Write out only the lines from the line containing "Pick out the tree branch." to the end of the listing below, both included, exactly as they stand. Drop the pictures.

_ _ _

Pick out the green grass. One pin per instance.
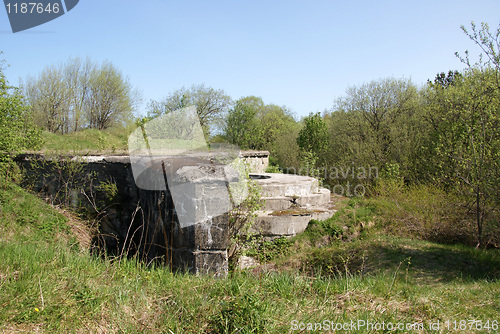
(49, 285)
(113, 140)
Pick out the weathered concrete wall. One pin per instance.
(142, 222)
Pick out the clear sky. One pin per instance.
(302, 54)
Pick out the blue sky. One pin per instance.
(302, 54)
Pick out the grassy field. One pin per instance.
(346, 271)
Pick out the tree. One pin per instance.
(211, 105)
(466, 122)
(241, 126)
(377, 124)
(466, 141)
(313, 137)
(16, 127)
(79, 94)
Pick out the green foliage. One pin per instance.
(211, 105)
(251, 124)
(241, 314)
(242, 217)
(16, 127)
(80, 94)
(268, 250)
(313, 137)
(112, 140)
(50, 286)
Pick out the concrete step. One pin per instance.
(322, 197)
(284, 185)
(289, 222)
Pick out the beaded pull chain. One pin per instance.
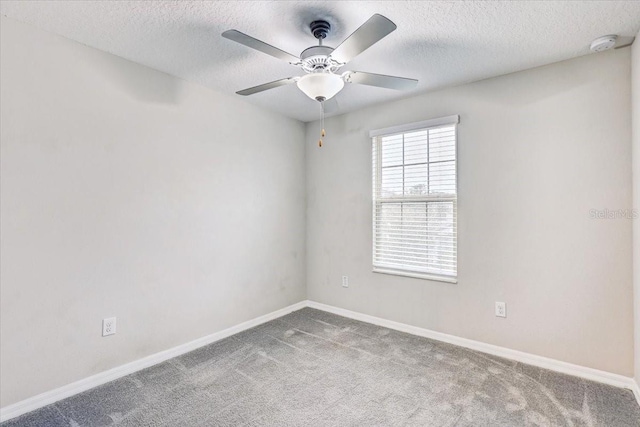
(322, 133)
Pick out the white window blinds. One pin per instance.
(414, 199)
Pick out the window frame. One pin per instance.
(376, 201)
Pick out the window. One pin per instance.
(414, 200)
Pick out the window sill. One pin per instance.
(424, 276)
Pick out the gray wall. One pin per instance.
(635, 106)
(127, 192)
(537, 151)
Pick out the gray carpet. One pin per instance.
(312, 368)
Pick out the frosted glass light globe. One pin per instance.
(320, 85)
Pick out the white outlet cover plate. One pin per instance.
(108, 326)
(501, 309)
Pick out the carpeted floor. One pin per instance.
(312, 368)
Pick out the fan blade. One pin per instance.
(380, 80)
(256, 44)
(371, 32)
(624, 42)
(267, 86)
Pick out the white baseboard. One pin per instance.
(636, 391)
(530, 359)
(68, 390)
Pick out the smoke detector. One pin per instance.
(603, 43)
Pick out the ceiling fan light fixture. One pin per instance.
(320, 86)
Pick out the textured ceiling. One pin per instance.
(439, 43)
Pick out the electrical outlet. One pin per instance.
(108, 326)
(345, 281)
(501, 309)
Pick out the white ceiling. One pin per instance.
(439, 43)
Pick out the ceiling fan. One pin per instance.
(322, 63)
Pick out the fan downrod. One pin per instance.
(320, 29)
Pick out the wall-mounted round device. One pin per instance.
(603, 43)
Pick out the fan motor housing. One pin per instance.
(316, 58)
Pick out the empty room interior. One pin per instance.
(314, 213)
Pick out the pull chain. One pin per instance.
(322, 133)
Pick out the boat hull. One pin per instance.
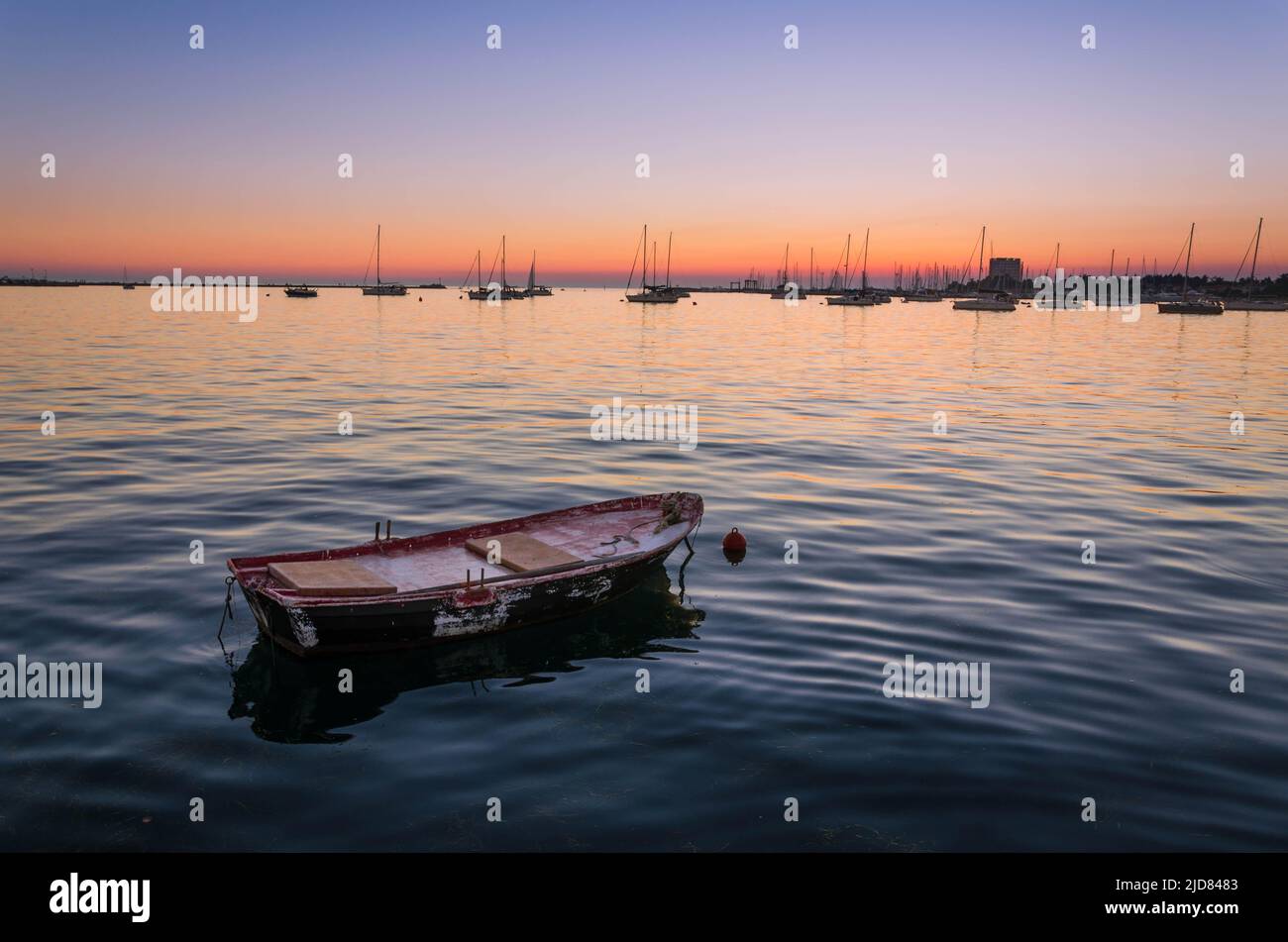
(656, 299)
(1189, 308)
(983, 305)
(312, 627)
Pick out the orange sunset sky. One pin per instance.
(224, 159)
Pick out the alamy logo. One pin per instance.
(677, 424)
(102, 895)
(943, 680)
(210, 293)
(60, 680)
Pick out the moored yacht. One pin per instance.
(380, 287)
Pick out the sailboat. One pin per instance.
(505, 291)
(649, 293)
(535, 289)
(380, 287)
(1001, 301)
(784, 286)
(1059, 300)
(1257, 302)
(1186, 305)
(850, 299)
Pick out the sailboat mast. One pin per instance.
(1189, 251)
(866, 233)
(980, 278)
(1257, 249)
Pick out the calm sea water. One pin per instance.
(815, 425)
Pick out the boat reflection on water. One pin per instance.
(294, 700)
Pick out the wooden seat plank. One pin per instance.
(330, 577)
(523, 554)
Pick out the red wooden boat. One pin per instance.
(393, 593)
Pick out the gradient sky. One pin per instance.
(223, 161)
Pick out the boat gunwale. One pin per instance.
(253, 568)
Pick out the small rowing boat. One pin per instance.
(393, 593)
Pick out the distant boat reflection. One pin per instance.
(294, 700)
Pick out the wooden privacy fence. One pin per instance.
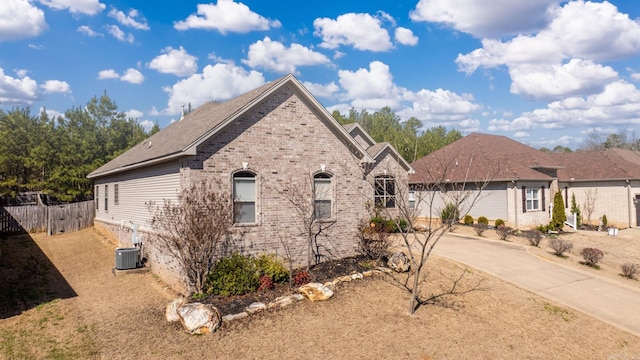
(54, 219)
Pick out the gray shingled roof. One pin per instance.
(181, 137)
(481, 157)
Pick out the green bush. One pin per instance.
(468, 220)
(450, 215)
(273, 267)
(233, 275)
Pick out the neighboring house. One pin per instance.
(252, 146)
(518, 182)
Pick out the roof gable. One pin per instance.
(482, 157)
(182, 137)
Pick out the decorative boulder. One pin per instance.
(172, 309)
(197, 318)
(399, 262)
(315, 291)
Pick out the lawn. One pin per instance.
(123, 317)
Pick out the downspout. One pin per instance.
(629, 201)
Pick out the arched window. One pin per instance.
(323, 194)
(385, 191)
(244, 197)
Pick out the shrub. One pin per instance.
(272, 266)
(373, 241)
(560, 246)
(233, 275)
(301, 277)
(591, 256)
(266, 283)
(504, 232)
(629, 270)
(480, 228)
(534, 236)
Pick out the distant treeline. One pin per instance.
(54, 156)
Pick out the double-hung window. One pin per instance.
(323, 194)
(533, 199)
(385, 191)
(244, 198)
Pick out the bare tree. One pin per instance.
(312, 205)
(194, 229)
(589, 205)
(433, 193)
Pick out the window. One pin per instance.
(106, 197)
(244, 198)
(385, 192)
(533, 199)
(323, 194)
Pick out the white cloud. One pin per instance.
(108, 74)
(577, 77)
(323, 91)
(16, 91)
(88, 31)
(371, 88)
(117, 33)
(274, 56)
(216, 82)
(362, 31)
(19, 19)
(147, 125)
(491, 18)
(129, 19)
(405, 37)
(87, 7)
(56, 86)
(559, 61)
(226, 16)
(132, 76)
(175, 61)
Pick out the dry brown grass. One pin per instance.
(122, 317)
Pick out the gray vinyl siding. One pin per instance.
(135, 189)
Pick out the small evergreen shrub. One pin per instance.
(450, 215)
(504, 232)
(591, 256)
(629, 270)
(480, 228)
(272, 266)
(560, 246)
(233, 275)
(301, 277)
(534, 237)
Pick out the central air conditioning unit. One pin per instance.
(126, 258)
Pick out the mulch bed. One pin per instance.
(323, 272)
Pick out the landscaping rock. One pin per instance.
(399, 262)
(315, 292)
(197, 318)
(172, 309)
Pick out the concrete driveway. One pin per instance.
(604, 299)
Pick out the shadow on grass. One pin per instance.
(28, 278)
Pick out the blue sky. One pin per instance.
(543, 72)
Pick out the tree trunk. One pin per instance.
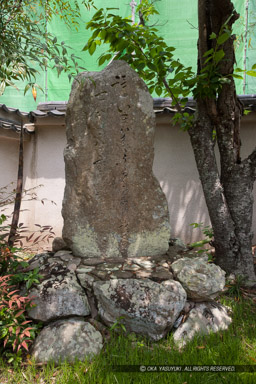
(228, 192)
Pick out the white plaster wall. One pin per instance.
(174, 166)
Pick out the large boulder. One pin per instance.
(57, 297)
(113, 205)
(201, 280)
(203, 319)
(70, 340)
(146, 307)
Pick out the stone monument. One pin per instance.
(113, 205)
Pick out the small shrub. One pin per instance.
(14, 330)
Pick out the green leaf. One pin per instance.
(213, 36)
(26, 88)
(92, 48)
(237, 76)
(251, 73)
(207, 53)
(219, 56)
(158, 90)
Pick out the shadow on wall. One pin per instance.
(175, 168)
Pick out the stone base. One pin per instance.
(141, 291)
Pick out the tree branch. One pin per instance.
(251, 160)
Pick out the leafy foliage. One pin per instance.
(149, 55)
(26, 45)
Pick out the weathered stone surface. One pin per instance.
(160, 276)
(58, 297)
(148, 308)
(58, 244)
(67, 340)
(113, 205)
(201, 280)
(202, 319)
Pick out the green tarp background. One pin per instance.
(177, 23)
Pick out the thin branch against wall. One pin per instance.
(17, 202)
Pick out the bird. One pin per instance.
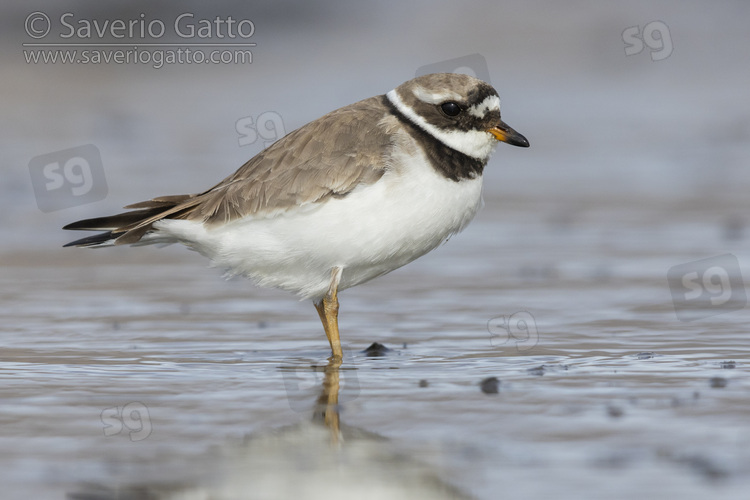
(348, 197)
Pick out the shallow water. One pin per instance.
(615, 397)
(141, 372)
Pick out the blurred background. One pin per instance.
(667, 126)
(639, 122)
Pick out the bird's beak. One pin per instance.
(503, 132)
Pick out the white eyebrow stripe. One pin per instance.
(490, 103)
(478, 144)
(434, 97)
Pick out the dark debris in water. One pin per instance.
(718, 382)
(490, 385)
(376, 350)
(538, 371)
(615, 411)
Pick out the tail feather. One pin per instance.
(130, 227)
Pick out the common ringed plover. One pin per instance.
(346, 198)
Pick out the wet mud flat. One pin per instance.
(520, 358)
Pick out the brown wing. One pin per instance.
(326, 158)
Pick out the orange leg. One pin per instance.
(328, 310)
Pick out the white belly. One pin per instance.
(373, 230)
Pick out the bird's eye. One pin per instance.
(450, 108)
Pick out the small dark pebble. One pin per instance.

_ _ _

= Response for this exercise =
Pick out the tree branch. One pin per instance.
(251, 160)
Pick out the leafy foliage. One pin per instance.
(149, 55)
(26, 45)
Pick out the weathered stone surface. One pin per instance.
(160, 276)
(58, 297)
(148, 308)
(58, 244)
(67, 340)
(113, 205)
(201, 280)
(202, 319)
Pick out the green tarp background. One pin per instance.
(177, 23)
Pick out the thin branch against wall. One pin per instance.
(17, 202)
Pick out the bird. One pin per instance.
(348, 197)
Pick out the shallow water. One pin per instance.
(615, 397)
(141, 372)
Pick out the blurred background. One pin per instance.
(667, 126)
(639, 122)
Pick out the bird's beak. One pin per instance.
(503, 132)
Pick out the white eyebrow stripe. One pin per instance.
(490, 103)
(478, 144)
(434, 97)
Pick out the dark debris in water. One pin per instance.
(718, 382)
(490, 385)
(376, 350)
(538, 371)
(615, 411)
Pick out the tail feather. One pin per instance.
(130, 227)
Pick out the common ringed plover. One pin per instance.
(346, 198)
Pick out the wet mud flat. One pin per instance.
(520, 358)
Pick out the brown wing. One pin per instance.
(326, 158)
Pick out the orange leg. One pin per instance.
(328, 310)
Pick out the white belly. One pin per instance.
(373, 230)
Pick out the bird's eye. One pin per instance.
(450, 108)
Pick out the small dark pebble. One pin per instance.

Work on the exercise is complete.